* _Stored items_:
=-=-=
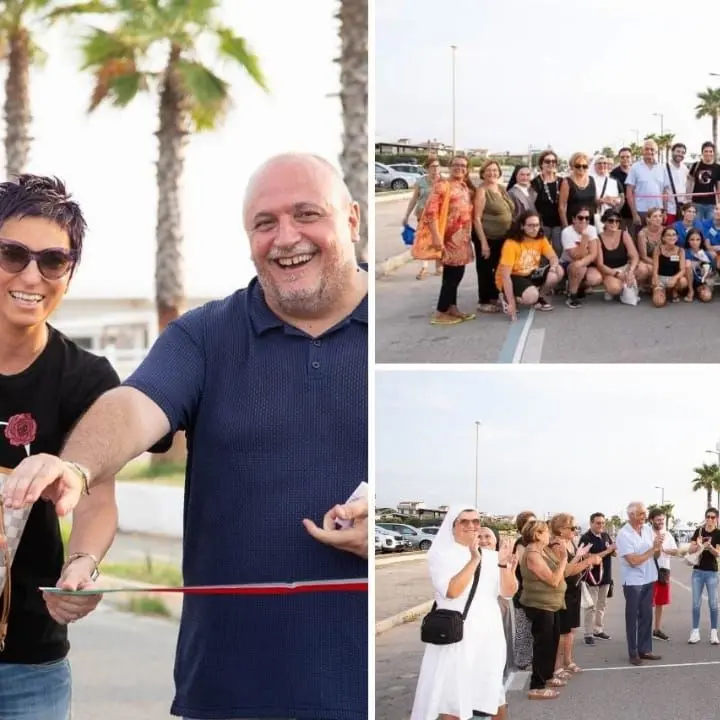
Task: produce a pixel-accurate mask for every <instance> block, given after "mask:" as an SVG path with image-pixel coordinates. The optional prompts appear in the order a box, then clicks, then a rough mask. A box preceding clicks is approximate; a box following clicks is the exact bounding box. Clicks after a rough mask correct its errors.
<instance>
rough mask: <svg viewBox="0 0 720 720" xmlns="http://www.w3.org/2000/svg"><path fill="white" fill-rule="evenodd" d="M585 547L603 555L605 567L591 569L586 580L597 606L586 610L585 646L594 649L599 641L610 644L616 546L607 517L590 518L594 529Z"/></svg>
mask: <svg viewBox="0 0 720 720" xmlns="http://www.w3.org/2000/svg"><path fill="white" fill-rule="evenodd" d="M580 544H581V545H590V553H591V554H596V555H600V557H601V558H602V559H603V561H602V564H601V565H597V566H596V567H592V568H590V570H588V572H587V574H586V576H585V582H586V583H587V588H588V590H589V591H590V595H591V597H592V599H593V602H594V605H593V607H591V608H587V609H586V610H585V618H584V624H585V644H586V645H594V644H595V638H599V639H600V640H609V639H610V636H609V635H608V634H607V633H606V632H605V627H604V625H603V621H604V619H605V607H606V605H607V598H608V592H609V591H610V588H611V587H612V558H611V556H612V555H613V553H614V552H615V545H614V544H613V541H612V538H611V537H610V535H608V533H607V531H606V530H605V516H604V515H603V514H602V513H593V514H592V515H591V516H590V529H589V530H588V531H587V532H586V533H585V534H584V535H583V536H582V537H581V538H580Z"/></svg>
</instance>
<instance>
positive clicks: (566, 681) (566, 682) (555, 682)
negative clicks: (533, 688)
mask: <svg viewBox="0 0 720 720" xmlns="http://www.w3.org/2000/svg"><path fill="white" fill-rule="evenodd" d="M566 685H567V680H561V679H560V678H559V677H551V678H550V679H549V680H548V681H547V682H546V683H545V686H546V687H565V686H566Z"/></svg>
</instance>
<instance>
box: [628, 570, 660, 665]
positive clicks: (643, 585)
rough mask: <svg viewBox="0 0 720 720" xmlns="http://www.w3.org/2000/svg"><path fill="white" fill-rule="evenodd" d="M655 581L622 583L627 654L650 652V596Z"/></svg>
mask: <svg viewBox="0 0 720 720" xmlns="http://www.w3.org/2000/svg"><path fill="white" fill-rule="evenodd" d="M654 585H655V583H646V584H645V585H623V594H624V595H625V634H626V635H627V643H628V655H629V656H630V657H637V656H638V655H645V654H646V653H651V652H652V597H653V586H654Z"/></svg>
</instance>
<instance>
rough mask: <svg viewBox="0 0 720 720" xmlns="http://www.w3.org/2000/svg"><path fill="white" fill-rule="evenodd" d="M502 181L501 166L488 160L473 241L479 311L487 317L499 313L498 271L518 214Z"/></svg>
mask: <svg viewBox="0 0 720 720" xmlns="http://www.w3.org/2000/svg"><path fill="white" fill-rule="evenodd" d="M501 177H502V169H501V168H500V164H499V163H498V162H497V161H496V160H486V161H485V162H484V163H483V164H482V165H481V167H480V178H481V179H482V183H481V185H480V187H479V188H478V189H477V191H476V193H475V207H474V220H473V233H472V241H473V245H474V246H475V268H476V270H477V276H478V303H479V304H478V310H479V311H480V312H484V313H495V312H499V311H500V306H499V304H498V301H499V297H500V291H499V290H498V288H497V285H496V284H495V271H496V270H497V266H498V263H499V262H500V252H501V250H502V246H503V243H504V242H505V236H506V235H507V232H508V230H510V227H511V225H512V219H513V213H514V211H515V204H514V203H513V201H512V199H511V198H510V196H509V195H508V194H507V192H506V190H505V188H504V187H502V185H500V178H501Z"/></svg>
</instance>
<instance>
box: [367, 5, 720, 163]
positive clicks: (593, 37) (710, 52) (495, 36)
mask: <svg viewBox="0 0 720 720" xmlns="http://www.w3.org/2000/svg"><path fill="white" fill-rule="evenodd" d="M658 7H659V6H658V4H657V2H655V1H654V0H632V2H628V0H582V1H581V2H578V0H532V2H529V1H528V0H503V2H490V0H454V2H450V3H445V4H444V5H443V6H438V3H437V2H436V1H435V0H392V2H378V3H376V9H375V18H376V25H375V33H376V52H375V57H376V82H377V86H376V87H377V90H376V107H377V112H376V132H375V139H376V140H377V141H389V142H394V141H396V140H397V139H399V138H402V137H407V138H410V139H411V140H413V141H415V142H424V141H426V140H428V139H432V138H437V139H438V140H440V141H441V142H445V143H448V144H451V143H452V51H451V50H450V46H451V45H456V46H457V48H458V49H457V51H456V73H455V77H456V117H457V119H456V142H457V147H459V148H486V149H489V150H490V151H491V152H497V153H504V152H510V153H527V149H528V146H529V145H533V146H534V147H536V148H544V147H547V146H548V145H552V146H553V148H554V149H555V150H556V151H557V152H559V153H561V154H562V155H564V156H566V157H567V156H568V155H569V154H571V153H572V152H575V151H576V150H583V151H585V152H594V151H595V150H600V149H602V148H603V147H605V146H608V145H609V146H611V147H612V148H613V149H614V150H617V149H618V148H619V147H620V146H622V145H624V144H629V143H630V142H634V141H635V132H634V130H635V129H638V130H639V132H640V138H641V139H642V137H643V136H644V135H646V134H648V133H658V132H659V131H660V118H659V117H654V116H653V113H663V114H664V127H665V132H674V133H675V136H676V140H678V141H682V142H684V143H686V145H687V146H688V148H689V150H690V151H691V152H695V151H698V152H699V147H700V145H701V144H702V142H703V141H705V140H708V139H711V128H710V120H709V119H704V120H702V121H700V120H695V113H694V107H695V105H696V104H697V100H696V97H695V96H696V93H697V92H698V91H702V90H704V89H705V88H707V87H708V86H713V87H715V86H718V85H720V78H714V77H710V76H709V75H708V73H710V72H716V73H720V56H717V53H713V52H711V51H708V52H704V50H703V48H705V49H709V48H710V47H712V46H714V44H715V41H714V40H712V39H711V38H707V39H706V40H703V37H702V36H703V29H702V28H703V27H706V28H716V27H717V26H718V24H719V23H720V3H718V2H717V0H686V1H685V2H683V3H682V10H681V11H680V12H681V16H682V17H683V18H695V20H696V21H697V22H694V23H690V24H686V23H683V22H680V21H677V18H675V15H674V14H673V12H670V13H669V14H668V13H665V12H658ZM673 7H674V8H675V10H679V6H673ZM678 17H680V16H678ZM674 18H675V19H674ZM698 23H699V24H698ZM713 32H714V30H713ZM600 33H602V36H603V37H602V40H600V39H599V36H600ZM689 48H695V51H691V50H689ZM668 53H670V55H668ZM713 57H717V58H718V59H716V60H713Z"/></svg>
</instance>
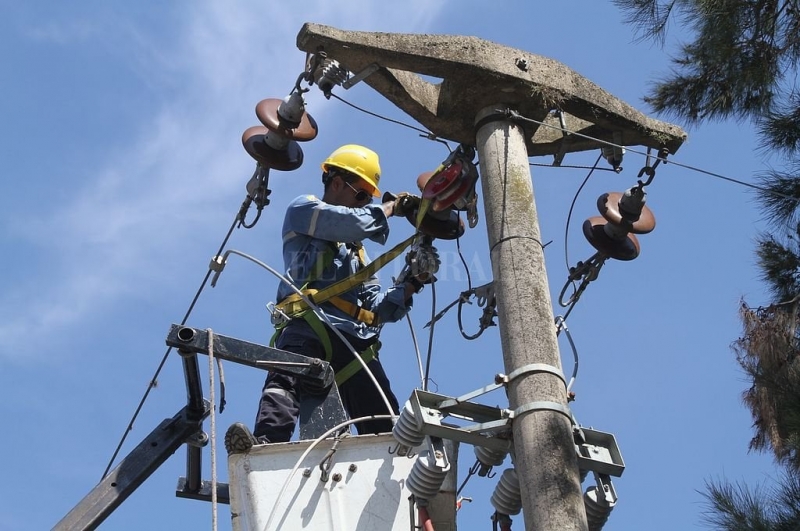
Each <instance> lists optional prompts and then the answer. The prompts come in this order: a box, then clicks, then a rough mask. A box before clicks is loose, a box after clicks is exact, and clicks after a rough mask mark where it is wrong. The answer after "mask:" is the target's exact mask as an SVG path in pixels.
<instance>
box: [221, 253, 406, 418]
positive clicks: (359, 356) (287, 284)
mask: <svg viewBox="0 0 800 531" xmlns="http://www.w3.org/2000/svg"><path fill="white" fill-rule="evenodd" d="M229 254H235V255H238V256H241V257H242V258H246V259H247V260H250V261H251V262H253V263H254V264H257V265H259V266H261V267H263V268H264V269H266V270H267V271H269V272H270V273H272V274H273V275H275V276H276V277H278V278H279V279H280V280H281V281H282V282H284V283H285V284H286V285H287V286H289V288H291V289H292V290H293V291H294V292H295V293H296V294H297V295H298V296H299V297H300V298H301V299H303V301H304V302H305V303H306V304H308V307H309V308H311V310H312V311H313V312H314V314H316V316H317V317H319V318H320V319H321V320H322V321H325V323H327V325H328V326H329V327H330V329H331V330H333V333H334V334H336V336H337V337H338V338H339V339H341V340H342V342H343V343H344V344H345V345H347V348H349V349H350V352H351V353H352V354H353V356H354V357H355V359H357V360H358V362H359V363H360V364H361V368H362V369H364V370H365V371H366V372H367V375H368V376H369V378H370V380H372V383H373V384H374V385H375V388H376V389H377V390H378V394H380V395H381V399H383V403H384V405H385V406H386V410H387V411H388V412H389V415H390V416H391V417H392V418H395V417H396V416H397V415H395V413H394V410H393V409H392V405H391V404H390V403H389V399H388V398H387V397H386V394H385V393H384V392H383V389H382V388H381V386H380V384H379V383H378V380H376V379H375V375H374V374H372V371H371V370H370V368H369V367H368V366H367V364H366V363H365V362H364V360H363V359H362V358H361V356H359V355H358V352H356V349H354V348H353V346H352V345H351V344H350V342H349V341H347V339H345V337H344V335H343V334H342V333H341V332H340V331H339V330H338V329H337V328H336V327H335V326H333V323H331V321H330V319H328V316H327V315H325V312H323V311H322V310H320V309H319V306H317V305H316V304H314V303H313V302H311V300H310V299H309V298H308V297H306V296H305V294H303V292H302V291H300V290H299V289H297V288H296V287H295V285H294V284H292V283H291V281H290V280H289V279H288V278H286V277H285V276H283V275H282V274H281V273H279V272H278V271H276V270H275V269H273V268H271V267H270V266H268V265H267V264H265V263H264V262H262V261H261V260H259V259H257V258H255V257H253V256H250V255H249V254H247V253H243V252H241V251H237V250H236V249H229V250H228V251H226V252H225V257H226V258H227V256H228V255H229ZM226 258H223V263H225V260H226Z"/></svg>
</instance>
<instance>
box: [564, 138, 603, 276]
mask: <svg viewBox="0 0 800 531" xmlns="http://www.w3.org/2000/svg"><path fill="white" fill-rule="evenodd" d="M601 158H603V154H602V153H600V155H599V156H598V157H597V160H596V161H594V166H592V167H591V168H590V169H589V173H588V174H586V178H585V179H583V182H582V183H581V185H580V186H579V187H578V190H577V191H576V192H575V197H573V198H572V203H570V205H569V212H567V226H566V227H565V228H564V260H566V262H567V271H568V272H569V249H568V248H567V241H568V240H569V222H570V220H571V219H572V210H573V209H574V208H575V202H576V201H577V200H578V196H579V195H580V193H581V190H583V187H584V186H586V183H587V182H589V178H590V177H591V176H592V173H594V170H595V168H597V164H598V163H599V162H600V159H601Z"/></svg>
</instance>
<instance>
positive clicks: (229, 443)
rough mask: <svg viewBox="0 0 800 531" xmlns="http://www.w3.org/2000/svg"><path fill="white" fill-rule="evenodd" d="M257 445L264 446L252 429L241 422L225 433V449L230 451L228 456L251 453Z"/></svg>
mask: <svg viewBox="0 0 800 531" xmlns="http://www.w3.org/2000/svg"><path fill="white" fill-rule="evenodd" d="M257 444H263V442H262V441H260V440H258V439H256V437H255V436H254V435H253V433H252V432H251V431H250V428H248V427H247V426H245V425H244V424H242V423H241V422H235V423H233V424H231V427H230V428H228V431H226V432H225V449H226V450H227V451H228V455H231V454H243V453H246V452H249V451H250V449H251V448H252V447H253V446H255V445H257Z"/></svg>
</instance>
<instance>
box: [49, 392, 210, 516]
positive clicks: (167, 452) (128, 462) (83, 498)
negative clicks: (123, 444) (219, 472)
mask: <svg viewBox="0 0 800 531" xmlns="http://www.w3.org/2000/svg"><path fill="white" fill-rule="evenodd" d="M190 409H191V408H190V407H189V406H186V407H184V408H183V409H181V410H180V411H179V412H178V414H177V415H175V416H174V417H172V418H171V419H165V420H164V421H163V422H162V423H161V424H159V425H158V427H157V428H156V429H154V430H153V431H152V432H151V433H150V434H149V435H148V436H147V437H145V439H144V440H143V441H142V442H140V443H139V445H138V446H137V447H136V448H134V449H133V451H131V453H130V454H128V455H127V456H126V457H125V458H124V459H123V460H122V461H120V464H119V465H117V467H116V468H115V469H114V470H112V471H111V472H110V473H109V474H108V475H107V476H106V477H105V478H103V480H102V481H101V482H100V483H98V484H97V486H96V487H95V488H93V489H92V490H91V492H89V494H87V495H86V496H85V497H84V498H83V500H81V502H80V503H79V504H78V505H76V506H75V507H73V509H72V510H71V511H70V512H69V513H68V514H67V515H66V516H65V517H64V518H63V519H62V520H61V521H60V522H59V523H57V524H56V526H55V527H54V528H53V531H76V530H90V529H96V528H97V527H98V526H99V525H100V524H101V523H102V522H103V521H104V520H105V519H106V518H108V516H109V515H110V514H111V513H112V512H113V511H114V510H115V509H116V508H117V507H119V506H120V504H122V502H123V501H125V500H126V499H127V498H128V496H130V495H131V494H132V493H133V492H134V491H135V490H136V489H137V488H138V487H139V485H141V484H142V483H144V482H145V480H146V479H147V478H148V477H150V475H151V474H152V473H153V472H155V471H156V469H157V468H158V467H159V466H161V465H162V464H163V463H164V462H165V461H166V460H167V458H169V456H171V455H172V454H174V453H175V451H176V450H177V449H178V448H180V446H181V445H182V444H183V443H184V442H185V441H186V440H187V439H188V438H189V437H191V436H192V435H193V434H194V433H196V432H197V431H198V430H199V429H200V427H201V426H202V422H203V419H204V418H205V417H207V416H208V415H209V414H210V409H209V404H208V403H206V407H205V411H204V413H203V415H202V416H201V417H200V418H197V415H196V414H195V412H194V411H190Z"/></svg>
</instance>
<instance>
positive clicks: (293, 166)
mask: <svg viewBox="0 0 800 531" xmlns="http://www.w3.org/2000/svg"><path fill="white" fill-rule="evenodd" d="M256 116H257V117H258V119H259V120H260V121H261V123H262V124H263V125H260V126H253V127H250V128H248V129H247V130H246V131H245V132H244V134H242V144H243V145H244V149H245V151H247V153H248V154H249V155H250V156H251V157H253V158H254V159H255V160H256V162H258V163H259V164H260V165H262V166H264V167H266V168H273V169H276V170H282V171H290V170H296V169H297V168H299V167H300V166H301V165H302V164H303V150H302V149H301V148H300V145H299V144H298V142H307V141H309V140H313V139H314V138H316V136H317V132H318V129H317V123H316V122H315V121H314V119H313V118H312V117H311V115H309V114H307V113H306V112H305V102H304V101H303V96H302V94H300V93H299V92H292V93H291V94H290V95H289V96H287V97H286V98H284V99H283V100H279V99H274V98H271V99H266V100H262V101H260V102H259V103H258V105H256Z"/></svg>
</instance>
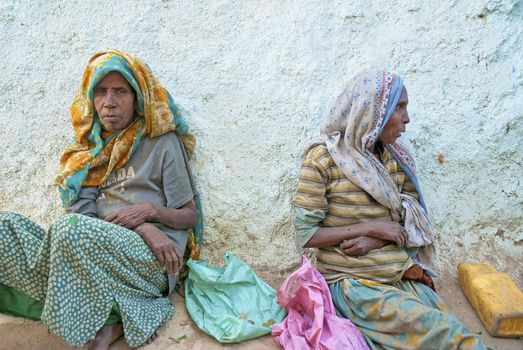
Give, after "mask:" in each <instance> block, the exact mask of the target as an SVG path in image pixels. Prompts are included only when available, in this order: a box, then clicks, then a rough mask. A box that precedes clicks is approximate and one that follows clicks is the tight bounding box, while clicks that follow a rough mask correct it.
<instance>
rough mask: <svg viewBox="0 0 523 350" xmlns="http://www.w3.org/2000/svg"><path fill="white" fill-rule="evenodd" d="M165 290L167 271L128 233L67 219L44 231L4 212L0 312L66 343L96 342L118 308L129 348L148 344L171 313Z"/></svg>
mask: <svg viewBox="0 0 523 350" xmlns="http://www.w3.org/2000/svg"><path fill="white" fill-rule="evenodd" d="M167 289H168V279H167V274H166V272H165V268H160V267H159V266H158V263H157V260H156V258H155V257H154V255H153V253H152V252H151V250H150V249H149V247H148V246H147V245H146V244H145V243H144V241H143V240H142V238H141V237H140V236H138V235H137V234H136V233H135V232H133V231H131V230H128V229H126V228H123V227H120V226H117V225H113V224H111V223H107V222H105V221H102V220H98V219H93V218H90V217H87V216H83V215H78V214H69V215H65V216H63V217H61V218H59V219H58V220H57V221H56V222H55V223H54V224H53V225H52V226H51V228H50V229H49V230H48V231H47V232H46V231H45V230H44V229H43V228H41V227H40V226H38V225H37V224H35V223H34V222H32V221H31V220H29V219H28V218H26V217H24V216H21V215H19V214H14V213H7V212H0V296H2V298H1V300H0V312H4V313H8V314H14V315H18V316H25V317H27V318H32V319H38V318H41V320H42V322H44V323H45V324H46V325H47V326H48V328H49V331H51V332H53V333H55V334H58V335H59V336H61V337H63V338H64V340H65V341H66V342H67V343H69V344H72V345H77V346H82V345H84V344H85V343H87V342H88V341H89V340H91V339H93V338H94V337H95V335H96V332H97V331H98V330H99V329H100V328H101V327H102V326H103V325H104V324H108V323H112V322H114V320H115V317H114V314H115V311H118V313H119V314H120V315H121V322H122V324H123V329H124V336H125V339H126V341H127V343H128V344H129V346H131V347H136V346H139V345H141V344H143V343H144V342H145V341H146V340H147V339H148V338H149V337H150V336H151V335H152V334H153V333H154V331H155V330H156V329H157V328H158V327H160V326H161V325H162V324H164V323H165V322H166V321H167V320H169V319H170V318H171V317H172V316H173V315H174V306H173V305H172V303H171V301H170V299H169V298H168V297H167V296H166V295H165V294H166V292H167ZM24 295H25V296H24ZM8 296H11V297H8ZM111 311H112V312H111ZM40 313H41V315H40ZM110 314H111V315H113V317H112V322H111V318H109V322H108V317H109V315H110Z"/></svg>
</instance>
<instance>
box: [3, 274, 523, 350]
mask: <svg viewBox="0 0 523 350" xmlns="http://www.w3.org/2000/svg"><path fill="white" fill-rule="evenodd" d="M261 277H262V278H264V279H265V280H266V281H267V282H268V283H269V284H271V285H272V286H275V287H277V286H279V284H280V283H281V282H282V281H283V279H284V277H282V276H274V275H267V276H263V274H262V276H261ZM437 289H438V292H439V294H440V295H441V296H442V298H443V299H444V300H445V302H446V303H447V306H448V307H449V309H450V310H451V311H452V312H453V313H454V314H455V315H456V316H457V317H458V318H459V319H460V320H462V321H463V322H464V323H465V325H467V326H468V327H469V328H470V329H471V330H472V331H473V332H476V333H479V334H481V337H482V338H483V340H484V342H485V343H486V345H487V346H489V347H491V348H492V349H496V350H519V349H523V339H522V338H519V339H504V338H493V337H491V336H489V335H488V333H487V332H486V330H485V328H484V327H483V325H482V324H481V321H480V320H479V318H478V317H477V315H476V313H475V311H474V310H473V309H472V307H471V306H470V305H469V303H468V301H467V300H466V298H465V295H464V294H463V292H462V291H461V288H460V286H459V283H458V280H457V278H442V279H441V281H440V283H437ZM173 301H174V303H175V305H176V315H175V316H174V317H173V319H171V320H170V321H169V322H167V324H165V325H164V326H163V327H161V328H160V330H159V337H158V338H157V339H156V340H155V341H154V342H153V343H152V344H150V345H146V346H143V347H140V349H143V350H163V349H173V348H175V349H180V350H189V349H191V350H204V349H205V350H214V349H249V350H259V349H279V348H280V347H279V345H278V344H277V343H276V342H275V341H274V340H273V338H272V337H271V336H270V335H267V336H264V337H260V338H257V339H254V340H250V341H246V342H242V343H238V344H220V343H219V342H217V341H216V340H214V339H213V338H211V337H210V336H208V335H207V334H205V333H203V332H202V331H201V330H199V329H198V327H197V326H196V325H195V324H194V322H192V320H191V318H190V317H189V315H188V314H187V311H186V310H185V305H184V299H183V298H182V297H181V296H180V295H178V294H175V295H174V296H173ZM0 336H1V340H0V349H12V350H18V349H24V350H25V349H35V350H59V349H75V348H73V347H70V346H68V345H66V344H65V343H63V341H62V340H61V339H60V338H59V337H58V336H55V335H53V334H50V333H48V332H47V330H46V328H45V326H44V325H43V324H42V323H41V322H33V321H28V320H23V319H19V318H13V317H8V316H0ZM110 349H111V350H124V349H128V347H127V344H126V343H125V341H124V340H123V339H120V340H119V341H117V342H116V343H114V344H113V345H112V346H111V348H110Z"/></svg>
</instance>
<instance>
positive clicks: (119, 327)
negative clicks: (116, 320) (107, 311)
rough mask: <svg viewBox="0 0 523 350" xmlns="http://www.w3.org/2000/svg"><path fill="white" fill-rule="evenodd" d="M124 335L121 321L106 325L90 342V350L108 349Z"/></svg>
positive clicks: (100, 328) (99, 349)
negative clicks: (121, 323)
mask: <svg viewBox="0 0 523 350" xmlns="http://www.w3.org/2000/svg"><path fill="white" fill-rule="evenodd" d="M122 335H123V327H122V324H121V323H117V324H112V325H105V326H103V327H102V328H100V330H99V331H98V333H96V337H95V338H94V340H93V341H92V342H91V343H90V344H89V350H107V349H108V348H109V345H111V344H112V343H113V342H114V341H116V340H117V339H118V338H120V337H121V336H122Z"/></svg>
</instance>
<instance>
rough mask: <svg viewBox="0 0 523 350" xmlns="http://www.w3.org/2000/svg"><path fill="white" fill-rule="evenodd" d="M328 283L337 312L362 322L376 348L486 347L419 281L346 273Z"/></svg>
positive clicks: (364, 333) (451, 347) (423, 348)
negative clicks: (392, 278)
mask: <svg viewBox="0 0 523 350" xmlns="http://www.w3.org/2000/svg"><path fill="white" fill-rule="evenodd" d="M329 288H330V291H331V294H332V301H333V303H334V306H335V307H336V310H337V312H338V313H339V314H340V315H341V316H343V317H346V318H348V319H350V320H351V321H352V322H353V323H354V324H355V325H356V326H357V327H358V329H359V330H360V331H361V333H362V334H363V336H364V337H365V339H366V340H367V344H368V345H369V347H370V348H371V349H372V350H378V349H424V350H430V349H434V350H437V349H462V350H465V349H467V350H472V349H474V350H482V349H483V350H486V349H487V347H486V346H485V345H484V344H483V342H482V340H481V338H480V337H479V335H477V334H474V333H472V332H471V331H470V330H469V329H467V328H466V327H465V326H464V325H463V324H462V323H461V322H460V321H459V320H458V319H457V318H456V317H455V316H454V315H452V314H451V313H449V312H448V310H447V307H446V306H445V304H444V302H443V300H441V298H440V297H439V296H438V295H437V294H436V293H435V292H434V291H433V290H432V289H430V288H429V287H427V286H426V285H424V284H423V283H421V282H417V281H398V282H396V283H392V284H383V283H378V282H373V281H370V280H365V279H359V278H346V279H344V280H341V281H339V282H336V283H333V284H331V285H330V286H329Z"/></svg>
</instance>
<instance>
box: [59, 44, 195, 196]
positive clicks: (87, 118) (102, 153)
mask: <svg viewBox="0 0 523 350" xmlns="http://www.w3.org/2000/svg"><path fill="white" fill-rule="evenodd" d="M112 71H117V72H120V73H121V74H122V75H123V76H124V77H125V78H126V80H127V81H128V82H129V84H130V85H131V86H132V87H133V89H134V90H135V92H136V95H135V96H136V100H137V106H136V108H135V119H134V121H133V122H132V123H131V124H130V125H129V126H128V127H127V128H126V129H124V130H122V131H119V132H115V133H112V134H111V133H107V132H105V131H102V128H101V123H100V120H99V118H98V115H97V113H96V110H95V108H94V102H93V89H94V87H95V86H96V85H97V84H98V83H99V82H100V81H101V80H102V79H103V78H104V77H105V76H106V75H107V74H108V73H109V72H112ZM70 113H71V123H72V126H73V131H74V133H75V142H74V143H73V144H72V145H70V146H69V147H67V148H66V149H65V150H64V152H63V154H62V156H61V157H60V173H59V174H58V176H57V177H56V179H55V184H56V185H57V186H58V187H59V190H60V195H61V199H62V203H63V204H64V205H65V206H68V205H70V204H71V203H74V201H76V199H77V197H78V193H79V192H80V189H81V188H82V186H99V185H101V184H102V183H103V182H104V181H105V179H106V178H107V176H108V175H109V174H110V173H111V172H112V171H113V170H114V169H118V168H121V167H122V166H124V165H125V163H127V161H128V160H129V158H130V157H131V155H132V154H133V152H134V151H135V150H136V149H137V148H138V145H139V143H140V140H141V138H142V136H144V135H149V136H150V137H156V136H160V135H163V134H165V133H167V132H171V131H174V132H176V134H178V135H179V136H180V138H181V140H182V142H183V144H184V146H185V148H186V150H187V153H189V155H190V154H192V152H193V151H194V146H195V138H194V136H193V134H191V133H189V132H188V129H189V128H188V125H187V124H186V123H185V121H184V120H183V118H182V117H181V115H180V112H179V111H178V108H177V107H176V105H175V104H174V102H173V100H172V98H171V95H170V94H169V92H168V91H167V90H166V89H165V88H164V87H163V86H162V85H161V83H160V82H159V81H158V79H157V78H156V77H155V76H154V74H153V73H152V71H151V69H150V68H149V67H148V66H147V65H146V64H145V63H144V62H143V61H141V60H140V59H139V58H137V57H134V56H132V55H130V54H128V53H125V52H123V51H120V50H115V49H110V50H104V51H100V52H98V53H96V54H95V55H94V56H93V57H91V59H90V60H89V62H88V64H87V67H86V68H85V71H84V74H83V76H82V81H81V83H80V86H79V88H78V91H77V93H76V96H75V97H74V100H73V103H72V104H71V108H70Z"/></svg>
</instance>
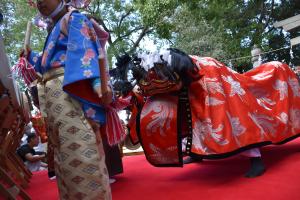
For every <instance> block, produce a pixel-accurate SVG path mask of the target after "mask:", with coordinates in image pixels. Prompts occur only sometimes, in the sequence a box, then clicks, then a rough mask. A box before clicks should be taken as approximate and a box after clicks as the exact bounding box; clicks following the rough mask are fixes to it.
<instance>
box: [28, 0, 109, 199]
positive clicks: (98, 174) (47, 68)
=-=-=
* _TASK INSTRUCTIONS_: Write out only the lines that run from the line containing "335L121 321L106 325L90" through the line containing "positive clicks: (100, 328) (99, 349)", both included, exactly as they appear above.

* _TASK OUTPUT_:
rough mask: <svg viewBox="0 0 523 350" xmlns="http://www.w3.org/2000/svg"><path fill="white" fill-rule="evenodd" d="M124 335L121 321L106 325L90 342V350L108 349Z"/></svg>
positive clicks: (100, 328) (99, 349)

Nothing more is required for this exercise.